▸ **Task instructions**: Gather every line of the entries below that contains the string "brush". Case counts, so include only lines where the letters match in case as well.

▸ **Records**:
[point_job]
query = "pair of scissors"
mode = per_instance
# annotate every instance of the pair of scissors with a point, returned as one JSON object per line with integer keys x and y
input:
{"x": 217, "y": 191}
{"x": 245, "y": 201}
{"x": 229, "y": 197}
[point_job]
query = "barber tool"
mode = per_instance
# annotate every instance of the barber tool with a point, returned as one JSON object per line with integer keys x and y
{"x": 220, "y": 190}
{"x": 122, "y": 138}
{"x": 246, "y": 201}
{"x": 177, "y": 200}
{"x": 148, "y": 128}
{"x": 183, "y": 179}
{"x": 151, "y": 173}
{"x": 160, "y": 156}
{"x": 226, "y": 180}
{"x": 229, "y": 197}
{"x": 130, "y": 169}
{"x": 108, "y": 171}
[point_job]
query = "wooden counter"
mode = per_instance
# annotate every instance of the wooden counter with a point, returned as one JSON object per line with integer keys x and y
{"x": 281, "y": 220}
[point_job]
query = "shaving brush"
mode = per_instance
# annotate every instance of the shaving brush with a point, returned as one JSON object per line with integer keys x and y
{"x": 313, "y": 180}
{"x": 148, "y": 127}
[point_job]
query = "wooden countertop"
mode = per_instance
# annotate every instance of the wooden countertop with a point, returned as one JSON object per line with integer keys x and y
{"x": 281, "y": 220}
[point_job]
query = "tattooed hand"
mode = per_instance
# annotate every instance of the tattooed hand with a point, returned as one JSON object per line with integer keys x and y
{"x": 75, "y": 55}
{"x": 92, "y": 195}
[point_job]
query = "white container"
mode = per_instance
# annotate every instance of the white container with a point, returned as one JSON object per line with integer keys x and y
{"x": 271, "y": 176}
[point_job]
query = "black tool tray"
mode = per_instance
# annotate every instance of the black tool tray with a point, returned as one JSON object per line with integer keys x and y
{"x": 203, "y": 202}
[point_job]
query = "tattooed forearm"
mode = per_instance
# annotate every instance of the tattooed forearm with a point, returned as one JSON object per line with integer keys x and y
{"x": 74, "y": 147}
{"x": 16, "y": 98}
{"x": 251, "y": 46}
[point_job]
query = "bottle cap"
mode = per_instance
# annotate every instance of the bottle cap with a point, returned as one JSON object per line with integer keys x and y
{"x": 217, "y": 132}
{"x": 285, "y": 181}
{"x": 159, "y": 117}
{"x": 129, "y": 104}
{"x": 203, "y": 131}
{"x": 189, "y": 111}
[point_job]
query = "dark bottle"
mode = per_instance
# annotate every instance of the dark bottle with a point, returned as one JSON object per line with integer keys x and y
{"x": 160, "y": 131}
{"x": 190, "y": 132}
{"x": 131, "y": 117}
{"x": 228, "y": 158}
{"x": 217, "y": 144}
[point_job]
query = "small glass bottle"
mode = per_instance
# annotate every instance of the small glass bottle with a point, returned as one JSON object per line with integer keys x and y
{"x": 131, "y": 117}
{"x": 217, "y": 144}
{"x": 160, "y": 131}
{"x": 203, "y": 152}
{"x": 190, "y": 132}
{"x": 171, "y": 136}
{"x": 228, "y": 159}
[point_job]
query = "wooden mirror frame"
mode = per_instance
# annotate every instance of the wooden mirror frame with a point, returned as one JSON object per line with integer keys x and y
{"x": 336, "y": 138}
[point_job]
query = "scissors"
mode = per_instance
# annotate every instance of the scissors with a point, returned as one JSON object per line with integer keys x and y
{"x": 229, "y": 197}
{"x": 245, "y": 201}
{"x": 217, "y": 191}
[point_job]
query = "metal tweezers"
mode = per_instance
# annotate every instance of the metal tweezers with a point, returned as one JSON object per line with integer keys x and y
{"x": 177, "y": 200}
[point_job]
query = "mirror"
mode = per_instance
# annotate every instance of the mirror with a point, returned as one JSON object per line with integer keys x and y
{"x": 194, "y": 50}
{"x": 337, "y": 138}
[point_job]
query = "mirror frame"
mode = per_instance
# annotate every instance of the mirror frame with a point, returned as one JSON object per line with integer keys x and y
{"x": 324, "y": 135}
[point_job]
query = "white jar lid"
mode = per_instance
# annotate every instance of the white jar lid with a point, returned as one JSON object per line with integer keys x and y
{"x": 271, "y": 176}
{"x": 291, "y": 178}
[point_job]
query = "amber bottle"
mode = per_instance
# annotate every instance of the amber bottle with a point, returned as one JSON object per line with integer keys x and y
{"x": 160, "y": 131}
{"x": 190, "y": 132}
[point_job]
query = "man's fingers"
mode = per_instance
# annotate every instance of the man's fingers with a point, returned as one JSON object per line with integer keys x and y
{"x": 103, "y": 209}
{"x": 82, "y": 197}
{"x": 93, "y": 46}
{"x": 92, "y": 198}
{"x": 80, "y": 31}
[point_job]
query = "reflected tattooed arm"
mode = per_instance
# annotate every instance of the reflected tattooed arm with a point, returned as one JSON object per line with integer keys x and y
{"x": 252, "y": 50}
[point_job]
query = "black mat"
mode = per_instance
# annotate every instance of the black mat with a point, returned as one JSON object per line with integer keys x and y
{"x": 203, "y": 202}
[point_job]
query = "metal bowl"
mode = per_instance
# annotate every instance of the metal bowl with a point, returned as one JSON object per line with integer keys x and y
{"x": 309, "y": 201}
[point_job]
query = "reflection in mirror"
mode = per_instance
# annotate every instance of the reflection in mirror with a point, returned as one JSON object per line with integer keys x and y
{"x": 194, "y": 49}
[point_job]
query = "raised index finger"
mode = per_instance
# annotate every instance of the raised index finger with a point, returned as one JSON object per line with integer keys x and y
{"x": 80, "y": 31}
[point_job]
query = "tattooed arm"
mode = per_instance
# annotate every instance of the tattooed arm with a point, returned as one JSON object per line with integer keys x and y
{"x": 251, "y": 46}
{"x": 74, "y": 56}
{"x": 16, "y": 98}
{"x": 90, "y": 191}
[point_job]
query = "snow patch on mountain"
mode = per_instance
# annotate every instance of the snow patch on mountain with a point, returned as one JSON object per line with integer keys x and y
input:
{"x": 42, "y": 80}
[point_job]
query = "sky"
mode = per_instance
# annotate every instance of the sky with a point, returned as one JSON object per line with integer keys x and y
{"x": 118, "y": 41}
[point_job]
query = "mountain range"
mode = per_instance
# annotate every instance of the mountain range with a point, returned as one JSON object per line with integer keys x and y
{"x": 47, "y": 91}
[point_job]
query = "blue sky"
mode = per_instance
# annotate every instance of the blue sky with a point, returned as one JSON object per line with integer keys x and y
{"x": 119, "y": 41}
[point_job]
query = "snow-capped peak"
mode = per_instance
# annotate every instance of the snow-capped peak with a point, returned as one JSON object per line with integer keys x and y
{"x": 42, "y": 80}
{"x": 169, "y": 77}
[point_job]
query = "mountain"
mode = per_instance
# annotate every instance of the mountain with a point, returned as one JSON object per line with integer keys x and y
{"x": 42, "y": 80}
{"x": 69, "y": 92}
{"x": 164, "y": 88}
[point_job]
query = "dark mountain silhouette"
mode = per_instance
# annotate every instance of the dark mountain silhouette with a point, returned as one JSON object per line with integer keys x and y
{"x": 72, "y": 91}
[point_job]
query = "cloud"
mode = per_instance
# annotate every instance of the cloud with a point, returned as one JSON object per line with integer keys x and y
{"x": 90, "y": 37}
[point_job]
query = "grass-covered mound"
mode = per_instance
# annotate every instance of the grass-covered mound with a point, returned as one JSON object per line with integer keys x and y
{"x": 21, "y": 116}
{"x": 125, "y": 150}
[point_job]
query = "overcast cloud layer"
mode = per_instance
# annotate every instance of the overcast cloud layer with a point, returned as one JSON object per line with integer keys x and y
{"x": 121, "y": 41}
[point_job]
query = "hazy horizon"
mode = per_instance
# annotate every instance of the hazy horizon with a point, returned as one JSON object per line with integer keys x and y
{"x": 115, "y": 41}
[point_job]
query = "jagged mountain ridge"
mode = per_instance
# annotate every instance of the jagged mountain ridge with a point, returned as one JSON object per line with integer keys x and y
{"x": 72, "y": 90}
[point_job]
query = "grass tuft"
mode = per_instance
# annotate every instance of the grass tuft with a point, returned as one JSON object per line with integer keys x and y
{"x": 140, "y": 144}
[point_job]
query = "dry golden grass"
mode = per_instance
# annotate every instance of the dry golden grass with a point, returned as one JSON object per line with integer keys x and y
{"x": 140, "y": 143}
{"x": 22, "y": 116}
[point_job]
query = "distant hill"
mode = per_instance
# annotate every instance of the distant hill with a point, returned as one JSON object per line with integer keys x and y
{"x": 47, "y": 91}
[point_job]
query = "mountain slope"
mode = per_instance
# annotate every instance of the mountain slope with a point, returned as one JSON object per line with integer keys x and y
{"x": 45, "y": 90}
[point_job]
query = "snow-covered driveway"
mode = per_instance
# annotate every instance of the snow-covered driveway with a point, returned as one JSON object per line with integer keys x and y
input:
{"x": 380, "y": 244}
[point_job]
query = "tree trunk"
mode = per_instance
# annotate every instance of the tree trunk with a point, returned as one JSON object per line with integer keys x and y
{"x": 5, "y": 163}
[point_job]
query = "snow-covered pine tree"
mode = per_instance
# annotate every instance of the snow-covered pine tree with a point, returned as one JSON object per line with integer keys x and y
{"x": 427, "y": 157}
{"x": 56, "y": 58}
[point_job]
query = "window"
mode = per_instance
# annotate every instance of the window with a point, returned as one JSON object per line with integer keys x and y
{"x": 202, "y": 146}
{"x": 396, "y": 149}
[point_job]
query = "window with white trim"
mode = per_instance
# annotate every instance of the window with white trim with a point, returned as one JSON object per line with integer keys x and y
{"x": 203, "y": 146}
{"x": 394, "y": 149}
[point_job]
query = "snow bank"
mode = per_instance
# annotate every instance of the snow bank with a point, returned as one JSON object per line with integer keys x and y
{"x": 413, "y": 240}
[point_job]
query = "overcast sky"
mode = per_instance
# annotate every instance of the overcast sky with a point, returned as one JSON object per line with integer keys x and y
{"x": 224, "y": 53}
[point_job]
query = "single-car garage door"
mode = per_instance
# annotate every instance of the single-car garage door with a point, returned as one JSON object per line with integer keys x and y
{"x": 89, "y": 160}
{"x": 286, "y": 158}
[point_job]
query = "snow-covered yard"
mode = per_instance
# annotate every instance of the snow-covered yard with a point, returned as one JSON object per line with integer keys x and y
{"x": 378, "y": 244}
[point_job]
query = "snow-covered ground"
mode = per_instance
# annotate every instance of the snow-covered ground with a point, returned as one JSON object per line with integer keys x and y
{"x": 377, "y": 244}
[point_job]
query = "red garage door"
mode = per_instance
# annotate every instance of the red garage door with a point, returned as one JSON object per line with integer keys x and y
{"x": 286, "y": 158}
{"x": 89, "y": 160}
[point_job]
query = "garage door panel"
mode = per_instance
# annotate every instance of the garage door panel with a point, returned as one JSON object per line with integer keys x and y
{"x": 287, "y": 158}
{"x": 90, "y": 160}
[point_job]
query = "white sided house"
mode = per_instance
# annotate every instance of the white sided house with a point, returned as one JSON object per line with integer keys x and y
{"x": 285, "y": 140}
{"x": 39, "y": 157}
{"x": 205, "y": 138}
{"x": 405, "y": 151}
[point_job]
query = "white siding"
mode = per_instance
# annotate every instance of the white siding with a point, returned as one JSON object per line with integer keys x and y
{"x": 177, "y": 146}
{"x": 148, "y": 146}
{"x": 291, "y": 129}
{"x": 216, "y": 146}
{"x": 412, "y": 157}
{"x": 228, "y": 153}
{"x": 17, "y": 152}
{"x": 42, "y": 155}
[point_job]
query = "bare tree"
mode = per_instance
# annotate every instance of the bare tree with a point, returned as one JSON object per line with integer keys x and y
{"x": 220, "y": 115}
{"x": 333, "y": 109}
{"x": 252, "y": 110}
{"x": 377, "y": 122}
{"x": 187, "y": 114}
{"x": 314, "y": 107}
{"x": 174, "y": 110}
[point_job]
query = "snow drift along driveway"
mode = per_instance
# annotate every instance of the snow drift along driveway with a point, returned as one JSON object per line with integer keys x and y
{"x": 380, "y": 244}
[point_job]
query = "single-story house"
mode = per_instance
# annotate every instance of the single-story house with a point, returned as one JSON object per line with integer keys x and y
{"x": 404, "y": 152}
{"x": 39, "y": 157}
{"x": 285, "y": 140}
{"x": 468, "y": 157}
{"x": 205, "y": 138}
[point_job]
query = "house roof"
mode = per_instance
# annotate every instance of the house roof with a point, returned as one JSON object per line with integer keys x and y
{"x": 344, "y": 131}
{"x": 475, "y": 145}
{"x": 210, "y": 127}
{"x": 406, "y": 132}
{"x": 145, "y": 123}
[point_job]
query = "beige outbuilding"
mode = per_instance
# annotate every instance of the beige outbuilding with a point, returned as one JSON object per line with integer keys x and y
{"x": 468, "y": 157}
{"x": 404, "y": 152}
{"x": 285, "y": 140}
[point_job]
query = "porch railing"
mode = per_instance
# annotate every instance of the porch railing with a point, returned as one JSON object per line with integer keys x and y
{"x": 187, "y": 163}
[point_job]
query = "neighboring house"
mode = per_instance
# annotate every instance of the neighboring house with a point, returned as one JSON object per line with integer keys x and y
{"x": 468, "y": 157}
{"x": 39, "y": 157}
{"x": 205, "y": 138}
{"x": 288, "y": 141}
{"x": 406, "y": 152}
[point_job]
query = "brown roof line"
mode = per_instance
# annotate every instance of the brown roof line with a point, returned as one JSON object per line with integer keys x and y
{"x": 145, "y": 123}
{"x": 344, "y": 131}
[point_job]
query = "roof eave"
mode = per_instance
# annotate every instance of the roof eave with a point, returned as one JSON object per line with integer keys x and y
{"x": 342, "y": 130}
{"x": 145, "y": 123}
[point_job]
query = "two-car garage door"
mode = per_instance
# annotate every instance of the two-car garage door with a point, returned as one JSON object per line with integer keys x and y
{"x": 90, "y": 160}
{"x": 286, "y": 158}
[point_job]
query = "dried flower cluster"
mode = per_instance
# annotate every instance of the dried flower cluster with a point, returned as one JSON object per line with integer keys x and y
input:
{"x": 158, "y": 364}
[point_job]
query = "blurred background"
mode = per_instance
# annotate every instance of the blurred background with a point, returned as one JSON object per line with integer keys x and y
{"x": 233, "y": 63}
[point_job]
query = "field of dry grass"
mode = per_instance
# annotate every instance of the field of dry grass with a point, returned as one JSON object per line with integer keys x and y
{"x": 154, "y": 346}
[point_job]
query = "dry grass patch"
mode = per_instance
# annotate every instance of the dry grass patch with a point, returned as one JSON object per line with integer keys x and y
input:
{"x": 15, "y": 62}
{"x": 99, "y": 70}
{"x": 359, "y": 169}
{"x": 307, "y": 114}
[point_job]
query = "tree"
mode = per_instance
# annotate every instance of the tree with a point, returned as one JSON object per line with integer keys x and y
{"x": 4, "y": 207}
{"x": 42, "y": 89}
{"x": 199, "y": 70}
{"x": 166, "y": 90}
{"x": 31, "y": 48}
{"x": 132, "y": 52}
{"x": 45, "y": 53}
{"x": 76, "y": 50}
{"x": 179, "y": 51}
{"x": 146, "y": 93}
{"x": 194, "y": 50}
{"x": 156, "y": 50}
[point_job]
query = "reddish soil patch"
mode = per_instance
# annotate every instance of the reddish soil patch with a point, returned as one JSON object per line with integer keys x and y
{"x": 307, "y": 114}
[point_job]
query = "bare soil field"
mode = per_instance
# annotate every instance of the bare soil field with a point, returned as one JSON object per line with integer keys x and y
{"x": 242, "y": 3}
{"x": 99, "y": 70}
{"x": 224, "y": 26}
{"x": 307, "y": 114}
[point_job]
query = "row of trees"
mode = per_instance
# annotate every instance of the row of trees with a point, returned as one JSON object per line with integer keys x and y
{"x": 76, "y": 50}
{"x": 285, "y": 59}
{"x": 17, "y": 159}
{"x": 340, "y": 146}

▸ **Result**:
query = "shaving brush"
# annotate every instance of the shaving brush with a point, returned as one JSON object per line with integer keys x and y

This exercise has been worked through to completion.